▶ **EXERCISE BRIEF**
Without including any images, output the listing below exactly.

-- -- --

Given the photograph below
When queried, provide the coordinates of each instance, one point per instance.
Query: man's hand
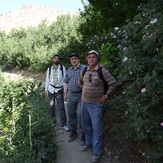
(102, 99)
(46, 94)
(65, 96)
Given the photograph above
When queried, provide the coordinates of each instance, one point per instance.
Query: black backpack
(61, 68)
(99, 71)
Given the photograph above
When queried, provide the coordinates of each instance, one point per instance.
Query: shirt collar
(79, 65)
(96, 68)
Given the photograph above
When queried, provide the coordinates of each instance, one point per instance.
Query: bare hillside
(29, 15)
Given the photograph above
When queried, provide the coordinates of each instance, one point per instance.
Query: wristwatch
(106, 96)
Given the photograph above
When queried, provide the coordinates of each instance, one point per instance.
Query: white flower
(114, 36)
(116, 28)
(143, 90)
(125, 59)
(153, 21)
(118, 46)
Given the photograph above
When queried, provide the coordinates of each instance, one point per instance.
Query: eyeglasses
(90, 78)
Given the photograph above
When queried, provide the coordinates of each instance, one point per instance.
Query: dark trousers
(60, 103)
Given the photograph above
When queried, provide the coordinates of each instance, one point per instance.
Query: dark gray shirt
(72, 76)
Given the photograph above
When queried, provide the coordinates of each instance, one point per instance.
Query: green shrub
(25, 130)
(140, 98)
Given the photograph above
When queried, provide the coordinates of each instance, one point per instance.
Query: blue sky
(67, 5)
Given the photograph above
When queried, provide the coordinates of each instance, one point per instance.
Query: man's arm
(65, 91)
(80, 80)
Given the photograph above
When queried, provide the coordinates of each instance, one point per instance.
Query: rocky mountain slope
(29, 15)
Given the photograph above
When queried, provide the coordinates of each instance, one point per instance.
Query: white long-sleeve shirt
(49, 80)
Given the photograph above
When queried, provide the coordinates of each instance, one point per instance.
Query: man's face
(92, 59)
(74, 61)
(56, 60)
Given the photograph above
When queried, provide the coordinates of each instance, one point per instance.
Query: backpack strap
(84, 71)
(99, 71)
(49, 72)
(61, 68)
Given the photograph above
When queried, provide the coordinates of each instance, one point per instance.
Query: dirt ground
(69, 152)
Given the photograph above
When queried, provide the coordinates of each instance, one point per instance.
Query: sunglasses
(90, 78)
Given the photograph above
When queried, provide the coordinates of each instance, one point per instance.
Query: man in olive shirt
(93, 98)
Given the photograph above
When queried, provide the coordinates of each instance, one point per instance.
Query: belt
(77, 92)
(56, 87)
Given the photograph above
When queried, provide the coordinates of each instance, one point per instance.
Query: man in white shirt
(54, 89)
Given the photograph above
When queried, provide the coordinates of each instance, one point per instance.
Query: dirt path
(69, 152)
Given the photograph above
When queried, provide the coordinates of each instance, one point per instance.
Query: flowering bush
(141, 99)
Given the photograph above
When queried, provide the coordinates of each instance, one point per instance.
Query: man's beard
(56, 63)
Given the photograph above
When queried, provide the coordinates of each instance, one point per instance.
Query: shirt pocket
(96, 80)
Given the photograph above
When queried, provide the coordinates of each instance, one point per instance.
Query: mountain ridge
(29, 15)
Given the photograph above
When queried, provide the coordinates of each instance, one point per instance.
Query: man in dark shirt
(72, 93)
(93, 98)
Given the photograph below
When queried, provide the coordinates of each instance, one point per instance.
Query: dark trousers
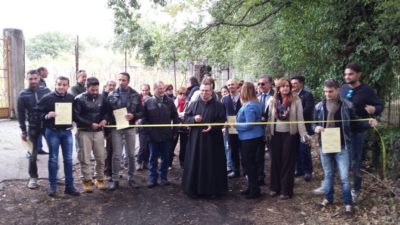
(144, 152)
(303, 161)
(249, 149)
(234, 143)
(159, 150)
(260, 157)
(283, 158)
(108, 161)
(33, 134)
(183, 137)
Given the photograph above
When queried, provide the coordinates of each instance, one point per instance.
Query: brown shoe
(87, 186)
(100, 184)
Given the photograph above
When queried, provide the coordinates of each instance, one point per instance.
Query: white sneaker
(32, 184)
(319, 191)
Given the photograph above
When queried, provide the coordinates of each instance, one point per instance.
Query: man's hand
(103, 123)
(129, 116)
(370, 109)
(206, 130)
(24, 136)
(95, 126)
(318, 129)
(51, 114)
(198, 118)
(373, 122)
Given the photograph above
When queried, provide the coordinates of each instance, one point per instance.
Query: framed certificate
(63, 113)
(330, 140)
(120, 119)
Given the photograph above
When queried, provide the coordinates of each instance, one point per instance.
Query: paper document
(63, 113)
(120, 119)
(231, 130)
(330, 140)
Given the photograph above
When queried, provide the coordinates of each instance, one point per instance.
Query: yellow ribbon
(235, 124)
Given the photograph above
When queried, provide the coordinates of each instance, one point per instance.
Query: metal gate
(4, 80)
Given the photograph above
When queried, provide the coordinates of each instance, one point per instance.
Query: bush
(391, 138)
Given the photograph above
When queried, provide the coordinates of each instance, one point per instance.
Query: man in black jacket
(159, 109)
(90, 117)
(124, 97)
(27, 100)
(367, 104)
(58, 134)
(304, 160)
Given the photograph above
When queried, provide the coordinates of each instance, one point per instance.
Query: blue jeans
(304, 161)
(54, 139)
(159, 149)
(357, 145)
(342, 161)
(229, 162)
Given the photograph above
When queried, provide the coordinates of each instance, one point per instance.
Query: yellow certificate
(63, 113)
(120, 119)
(330, 139)
(232, 130)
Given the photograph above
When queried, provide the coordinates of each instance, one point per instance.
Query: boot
(114, 186)
(87, 186)
(100, 184)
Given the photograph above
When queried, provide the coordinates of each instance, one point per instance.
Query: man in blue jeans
(159, 109)
(337, 112)
(58, 135)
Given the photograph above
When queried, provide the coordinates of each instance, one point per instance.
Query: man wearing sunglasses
(366, 104)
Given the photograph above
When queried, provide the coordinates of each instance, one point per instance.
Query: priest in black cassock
(205, 161)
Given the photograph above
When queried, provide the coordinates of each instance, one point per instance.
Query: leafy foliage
(316, 38)
(49, 44)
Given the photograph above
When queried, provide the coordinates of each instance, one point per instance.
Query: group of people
(221, 136)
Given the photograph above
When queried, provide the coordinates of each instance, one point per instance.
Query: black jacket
(27, 100)
(47, 104)
(133, 105)
(160, 112)
(88, 110)
(307, 100)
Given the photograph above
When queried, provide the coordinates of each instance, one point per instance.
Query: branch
(240, 24)
(252, 7)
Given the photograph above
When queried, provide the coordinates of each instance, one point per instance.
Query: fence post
(16, 65)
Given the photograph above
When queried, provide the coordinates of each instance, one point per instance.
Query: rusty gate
(4, 80)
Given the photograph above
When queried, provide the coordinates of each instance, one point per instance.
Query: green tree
(49, 44)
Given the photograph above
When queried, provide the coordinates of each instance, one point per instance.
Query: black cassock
(205, 161)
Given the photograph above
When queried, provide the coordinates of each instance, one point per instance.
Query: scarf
(181, 104)
(282, 107)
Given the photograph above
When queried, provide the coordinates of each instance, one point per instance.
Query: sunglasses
(349, 94)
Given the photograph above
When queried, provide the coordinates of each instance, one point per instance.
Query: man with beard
(90, 117)
(205, 162)
(27, 100)
(367, 104)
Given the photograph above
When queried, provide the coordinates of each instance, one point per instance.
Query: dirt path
(168, 205)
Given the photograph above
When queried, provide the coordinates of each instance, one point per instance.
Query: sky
(86, 18)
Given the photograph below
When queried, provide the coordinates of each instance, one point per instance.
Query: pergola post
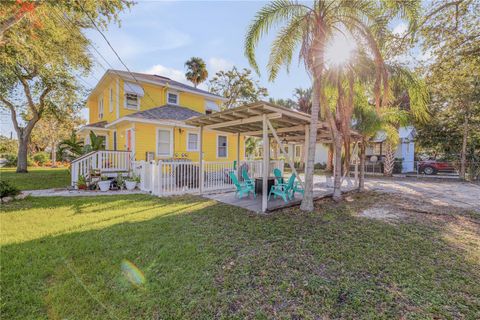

-- -- --

▶ **ANSWER SECTION**
Given the photograph below
When queried, provide the coordinates of each instance, one point per instance.
Query: man's hand
(102, 99)
(46, 94)
(65, 96)
Given the photograph above
When queried, provide the coordinates of each instance, one point per instance.
Query: black backpack
(61, 68)
(99, 71)
Given the photograph above
When queried, provide the coordinates of each instance, one point per instance.
Query: shirt collar
(79, 65)
(96, 68)
Given the photograph above
When queried, provide the coordinates of each instance, one point per instance.
Query: bare hillside
(29, 15)
Given the photograph above
When queried, provide the coordinates of each instance, one point per instance.
Query: wristwatch
(106, 96)
Given the photograph above
When queried, provide the coordinates of each instance, one point per instance.
Query: white flower
(114, 36)
(116, 28)
(143, 90)
(125, 59)
(153, 21)
(118, 46)
Given the photograph above
When queried, provide the coordinates of each instance, one point per instance.
Query: eyeglasses
(90, 78)
Given the photograph above
When queried, provide the coordinates of each instance, one point per instance.
Query: dark trousers
(60, 103)
Given the photograph above
When queried, provide the coordinates of each instance, one point per instance.
Query: dark gray shirt
(72, 76)
Given the photograph above
When queried, provide the coordinates of each instance, one point per instance.
Query: green shrub
(25, 130)
(140, 98)
Given the photograph above
When queried, provide the coordinates of each instance, one point per instance.
Query: blue sky
(67, 5)
Given the photograph above
When queried, provide the coordinates of each instance, one point per instance.
Query: man's arm
(65, 91)
(80, 80)
Given the photograph above
When queried, provide the coordinates of each instance, one point per instance.
Query: rocky mountain slope
(29, 15)
Given the photograph above
When queried, provide the coordinates of each instance, one point per instance.
Query: white long-sleeve shirt
(49, 80)
Given the photograph above
When queried, provide the coordinates of each instance, one point per instance.
Query: man's face
(92, 59)
(74, 61)
(56, 60)
Given the photograph above
When queried, provide the coordinates of each instance, one point per instance.
Query: backpack strap
(84, 71)
(99, 71)
(49, 72)
(61, 68)
Given the photograph above
When queried, provide the coordinates of each instance, one point per instance.
Query: dirt ground
(69, 152)
Given the photograph above
When queried, provide the coordinates of each instance, one point per instance.
Query: sunglasses
(90, 78)
Given the photograph above
When queried, provide the coordinates of each instance, one point per instance.
Query: man in olive shirt
(93, 98)
Given the photograph above
When queried, provide the coordinates of each instance, one point per instance.
Query: belt
(77, 92)
(56, 87)
Given the photograph above
When queried, provide the coordinates of each instance, one point per instance.
Query: man in white shirt
(54, 89)
Given the photograph above
When queried, provide the coordinates of each instance, one point per instance.
Query: dirt path
(69, 152)
Given the photograph above
When queried, provide the coordinates of each instance, one point per instance.
Query: flowering bush
(141, 99)
Given the photograph above
When queried, provide the coordinates of each instance, one point per instance.
Query: man's beard
(56, 63)
Given the photograph above
When queried, provide the coordinates of each instance, one point per instance.
Query: shirt pocket
(96, 80)
Given the photograph above
When queried, provide the coordinates of each instance, one point per instance.
Query: mountain ridge
(29, 15)
Given the photograph above
When queried, provide the coordinates of each instance, one point per instance.
Query: man in dark shirt
(72, 93)
(93, 98)
Given the photograph below
When queried, provide the coordinates of each instance, one point per instance.
Query: dark trousers
(144, 152)
(303, 161)
(249, 149)
(234, 143)
(159, 150)
(260, 157)
(283, 158)
(108, 161)
(33, 134)
(183, 137)
Given the photograph above
When queried, provide the coordinates of each instance, one point per instance.
Query: brown shoe
(87, 186)
(100, 184)
Given the photograph above
When queried, provide the coordinates of each instance, one point per instance.
Query: white sneaker
(32, 184)
(319, 191)
Given the photograph above
When queried, provide the coordinates of each instance, one point per instance.
Query: man's hand
(103, 123)
(129, 116)
(370, 109)
(206, 130)
(24, 136)
(95, 126)
(318, 129)
(51, 114)
(198, 118)
(373, 122)
Given the photograph above
When queried, provide the coordinates of each instance, one point per instance.
Query: framed certificate
(63, 113)
(330, 140)
(120, 119)
Given the photograph above
When queried, provide the coordinates of each instance, one point per instance.
Query: paper document
(63, 113)
(120, 119)
(231, 130)
(330, 140)
Given the photograph above
When queried, provide the coordinates of each instance, one point per instance.
Query: yellow ribbon
(235, 124)
Given the photograph above
When queried, provide the coordinates of each instance, one point per instance.
Query: metal gate
(4, 80)
Given the photograph above
When queried, provide the coordinates of each instance, one point per instance.
Query: bush
(391, 138)
Given the photograph above
When queried, provide the coordinates of each instance, one point per instance.
Query: man in black jacket
(159, 109)
(90, 117)
(124, 97)
(27, 100)
(367, 104)
(58, 134)
(304, 160)
Given the photograph above
When queried, provide the coordinates of each instance, one point per instance.
Query: blue jeans
(304, 161)
(54, 139)
(159, 149)
(357, 145)
(342, 161)
(229, 162)
Given the photograph above
When queried, provide the coordinates of each instance, one point per instance.
Query: yellow certificate
(63, 113)
(120, 119)
(330, 139)
(232, 130)
Given the photograph above
When queried, provide the coordinates of each instance, one point per instance.
Query: boot
(114, 186)
(87, 186)
(100, 184)
Given the photograph above
When queried, provide the coordinates of each instance, one point per instance.
Query: man in blue jeans
(159, 109)
(337, 112)
(58, 135)
Given the photograph above
When queried, provide the coordinates of each instance, one point per instance.
Query: man wearing sunglasses
(366, 104)
Given the photograph above
When queried, provide the coordinates of each instance, one point per instance.
Query: priest in black cassock
(205, 161)
Given the photograph above
When queried, provide the coordinates of each instance, one point per instance.
Query: leafy foliage
(316, 38)
(49, 44)
Given the photograph above
When queried, provide the coordinates of each instance, one point per instance.
Query: group of people
(221, 136)
Given the photograph above
When queried, provide the coordinates of each instance, one point per instance.
Query: black jacket
(27, 100)
(47, 104)
(133, 105)
(160, 112)
(88, 110)
(307, 100)
Given the photograph above
When queried, provide the coordinates of each instance, one point per instance.
Query: branch
(240, 24)
(252, 7)
Given the photograph above
When queried, provide the coordinates of each instance, one point per instance.
Query: fence post
(16, 65)
Given the photograph above
When queried, provide the coordinates of each instance, one point per instance.
Query: rusty gate
(4, 80)
Given the photograph above
When queried, provide the coordinates of each instance, one point per instance.
Query: green tree
(49, 44)
Given the photograph above
When queried, provide the coordinates of each instance, one point per instance.
Query: black cassock
(205, 161)
Given the photograph above
When queried, provide the coordinates of each instance, one point per instance.
Query: scarf
(181, 104)
(282, 107)
Given the photograph above
When queried, provide the coordinates of each instance, one point per instance.
Query: sunglasses
(349, 94)
Given the photograph above
When queried, provide the coordinates of each instance, one point per instance.
Query: man with beard
(90, 117)
(205, 162)
(27, 100)
(367, 104)
Given the photograph above
When queried, provide the coordinates of each instance, one point per instance.
Query: dirt path
(168, 205)
Given the photograph above
When queried, provide the coordinates of each instance, one point per instance.
Query: sky
(86, 18)
Given the photograph below
When queried, provide the coordinates of each instance, one point per instance.
Query: pergola post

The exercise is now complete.